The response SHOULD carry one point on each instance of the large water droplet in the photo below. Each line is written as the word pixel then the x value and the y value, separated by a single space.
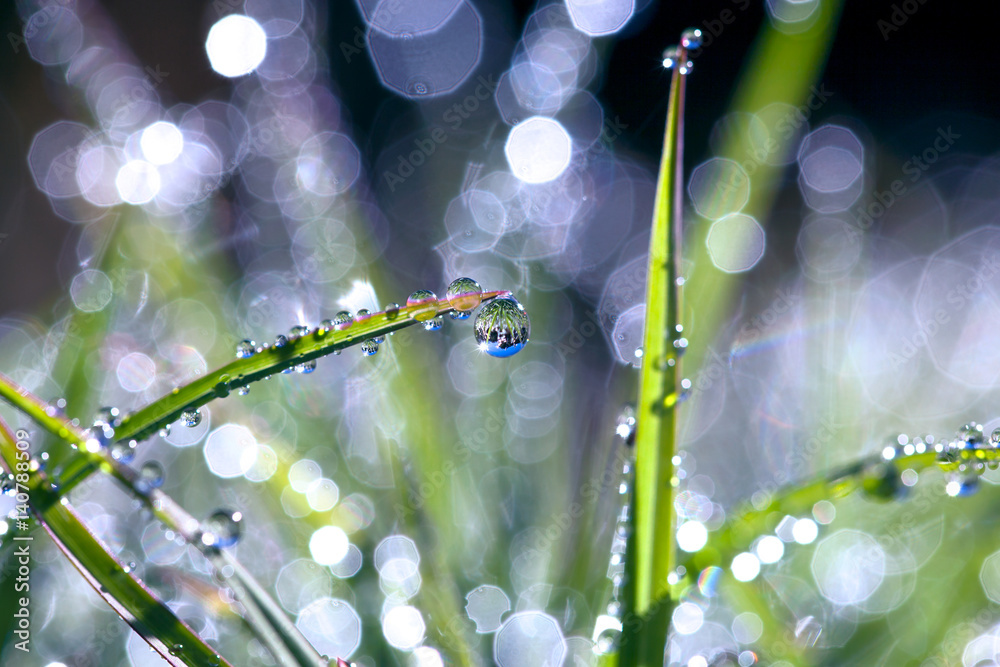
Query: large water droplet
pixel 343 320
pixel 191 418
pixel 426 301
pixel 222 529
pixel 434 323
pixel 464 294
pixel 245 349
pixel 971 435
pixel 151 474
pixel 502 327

-=-=-=-=-

REQUIRED WORK: Since the copy should hold text only, set down each record exactly and leave the pictures out.

RESPONSE FOR THIS EXERCISE:
The response SHOULD carry one point on each instance of the large water droplet in the photo below. Each line is written as the word pixel then the x value and the y value, separated by a single space.
Query: large water droplet
pixel 343 320
pixel 191 418
pixel 426 301
pixel 222 529
pixel 434 323
pixel 464 294
pixel 245 349
pixel 971 435
pixel 151 474
pixel 502 327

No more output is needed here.